__Written request 1__
In the podcast post, who conducts the feature interview with Nick Cohen?
··· Source text ···
Shire Network News #96 has been released. The feature interview is with Nick Cohen, Guardian writer and now the author of What’s Left: How Liberals Lost Their Way. He talks to Tom Paine about how he’s been using his journalism in the UK to try to convince the Left not to drink the “Bush is Hitler and America is the re-born Roman Empire” kool-aid. Click here for the show notes, links, and ways to listen to the show; directly from the web site, by downloading the mp3 file, or by subscribing with your podcatcher of choice.

I have no segment this week since I was on vacation last week.

Liberals Miffed, See Government as Savior

OK, that’s a “dog bites man” headline if there ever was one, but here’s the latest example. A report by CAP, the Center for American Progress (PDF is here, though I had trouble loading it into Acrobat Reader), entitled “The Structural Imbalance of Political Talk Radio” notes how many more conservative talk radio stations there are than liberal ones. No news there.
···
__Written request 2__
Reproduce the lines of the rows starting at the line that contains "Would you please pick out the black" and stopping after the line that contains "point(274, 175)".
··· Exercise data ···
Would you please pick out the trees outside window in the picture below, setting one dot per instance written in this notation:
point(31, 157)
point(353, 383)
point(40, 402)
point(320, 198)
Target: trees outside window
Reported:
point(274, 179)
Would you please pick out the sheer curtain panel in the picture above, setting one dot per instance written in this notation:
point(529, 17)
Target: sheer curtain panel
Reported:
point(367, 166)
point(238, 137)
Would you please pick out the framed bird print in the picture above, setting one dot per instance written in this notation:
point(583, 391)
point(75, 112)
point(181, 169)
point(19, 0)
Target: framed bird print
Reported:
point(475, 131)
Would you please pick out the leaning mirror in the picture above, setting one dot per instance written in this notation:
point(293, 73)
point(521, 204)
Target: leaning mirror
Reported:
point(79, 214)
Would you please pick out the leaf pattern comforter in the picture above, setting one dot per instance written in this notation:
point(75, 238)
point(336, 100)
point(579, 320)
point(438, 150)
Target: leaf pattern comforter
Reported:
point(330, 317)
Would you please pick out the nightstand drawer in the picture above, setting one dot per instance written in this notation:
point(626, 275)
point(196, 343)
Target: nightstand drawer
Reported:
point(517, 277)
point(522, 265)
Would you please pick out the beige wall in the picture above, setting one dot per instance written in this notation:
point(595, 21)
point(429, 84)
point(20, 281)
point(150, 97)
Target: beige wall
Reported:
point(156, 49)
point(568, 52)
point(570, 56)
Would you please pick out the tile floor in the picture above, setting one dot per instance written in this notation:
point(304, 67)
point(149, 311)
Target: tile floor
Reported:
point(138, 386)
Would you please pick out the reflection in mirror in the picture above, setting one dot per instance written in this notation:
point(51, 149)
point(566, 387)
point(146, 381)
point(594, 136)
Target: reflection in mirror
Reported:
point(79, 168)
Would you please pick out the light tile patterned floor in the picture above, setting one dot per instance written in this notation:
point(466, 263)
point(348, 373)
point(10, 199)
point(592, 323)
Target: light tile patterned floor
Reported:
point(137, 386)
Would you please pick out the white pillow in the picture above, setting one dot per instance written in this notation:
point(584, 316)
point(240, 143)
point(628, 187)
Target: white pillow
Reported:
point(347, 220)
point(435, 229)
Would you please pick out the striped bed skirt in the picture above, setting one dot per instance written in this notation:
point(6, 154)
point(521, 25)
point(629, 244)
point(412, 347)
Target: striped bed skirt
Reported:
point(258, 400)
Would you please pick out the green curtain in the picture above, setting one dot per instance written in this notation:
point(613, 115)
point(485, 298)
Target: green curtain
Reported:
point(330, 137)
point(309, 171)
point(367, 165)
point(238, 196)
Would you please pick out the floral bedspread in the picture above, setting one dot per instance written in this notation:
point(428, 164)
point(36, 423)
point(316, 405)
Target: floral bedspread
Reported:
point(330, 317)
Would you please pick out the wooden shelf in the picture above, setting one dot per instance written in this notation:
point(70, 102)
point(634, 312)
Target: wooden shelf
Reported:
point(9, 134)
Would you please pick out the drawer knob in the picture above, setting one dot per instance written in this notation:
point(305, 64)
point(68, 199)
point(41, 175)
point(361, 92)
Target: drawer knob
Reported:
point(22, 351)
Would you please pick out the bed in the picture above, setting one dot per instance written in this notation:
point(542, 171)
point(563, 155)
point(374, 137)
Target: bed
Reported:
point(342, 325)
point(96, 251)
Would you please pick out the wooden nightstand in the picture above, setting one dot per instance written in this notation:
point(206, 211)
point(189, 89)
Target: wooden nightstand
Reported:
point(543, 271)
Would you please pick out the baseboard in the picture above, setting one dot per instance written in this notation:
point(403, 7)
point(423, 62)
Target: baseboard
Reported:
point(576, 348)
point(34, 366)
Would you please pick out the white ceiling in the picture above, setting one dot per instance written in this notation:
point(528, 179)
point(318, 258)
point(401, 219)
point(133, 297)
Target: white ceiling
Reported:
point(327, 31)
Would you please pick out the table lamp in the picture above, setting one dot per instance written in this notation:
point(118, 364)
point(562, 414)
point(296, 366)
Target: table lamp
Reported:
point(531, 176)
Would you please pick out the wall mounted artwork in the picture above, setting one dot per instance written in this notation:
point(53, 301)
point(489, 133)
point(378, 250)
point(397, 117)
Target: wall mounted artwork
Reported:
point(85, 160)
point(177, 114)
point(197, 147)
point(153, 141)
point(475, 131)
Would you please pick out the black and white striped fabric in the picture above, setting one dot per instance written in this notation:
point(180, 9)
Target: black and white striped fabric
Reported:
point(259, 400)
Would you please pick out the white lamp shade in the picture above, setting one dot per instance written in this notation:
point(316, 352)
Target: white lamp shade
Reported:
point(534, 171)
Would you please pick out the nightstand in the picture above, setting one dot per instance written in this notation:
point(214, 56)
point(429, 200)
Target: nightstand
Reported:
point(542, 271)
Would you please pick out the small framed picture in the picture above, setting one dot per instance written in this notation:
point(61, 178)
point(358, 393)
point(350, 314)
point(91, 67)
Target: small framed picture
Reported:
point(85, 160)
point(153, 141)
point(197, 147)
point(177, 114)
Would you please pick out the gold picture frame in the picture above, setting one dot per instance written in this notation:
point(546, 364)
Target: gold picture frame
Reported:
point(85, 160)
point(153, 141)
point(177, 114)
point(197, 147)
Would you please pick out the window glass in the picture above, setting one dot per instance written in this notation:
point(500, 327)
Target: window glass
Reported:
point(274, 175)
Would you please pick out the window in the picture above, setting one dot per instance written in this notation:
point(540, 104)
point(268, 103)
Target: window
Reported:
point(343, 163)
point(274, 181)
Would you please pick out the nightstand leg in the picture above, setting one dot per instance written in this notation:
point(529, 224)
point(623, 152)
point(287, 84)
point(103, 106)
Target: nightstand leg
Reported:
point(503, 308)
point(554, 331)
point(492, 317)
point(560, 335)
···
__Full answer 1__
Tom Paine

__Full answer 2__
Would you please pick out the black and white striped fabric in the picture above, setting one dot per instance written in this notation:
point(180, 9)
Target: black and white striped fabric
Reported:
point(259, 400)
Would you please pick out the white lamp shade in the picture above, setting one dot per instance written in this notation:
point(316, 352)
Target: white lamp shade
Reported:
point(534, 171)
Would you please pick out the nightstand in the picture above, setting one dot per instance written in this notation:
point(214, 56)
point(429, 200)
Target: nightstand
Reported:
point(542, 271)
Would you please pick out the small framed picture in the picture above, setting one dot per instance written in this notation:
point(61, 178)
point(358, 393)
point(350, 314)
point(91, 67)
Target: small framed picture
Reported:
point(85, 160)
point(153, 141)
point(197, 147)
point(177, 114)
Would you please pick out the gold picture frame in the picture above, setting one dot per instance written in this notation:
point(546, 364)
Target: gold picture frame
Reported:
point(85, 160)
point(153, 141)
point(177, 114)
point(197, 147)
Would you please pick out the window glass in the picture above, setting one dot per instance written in this notation:
point(500, 327)
Target: window glass
Reported:
point(274, 175)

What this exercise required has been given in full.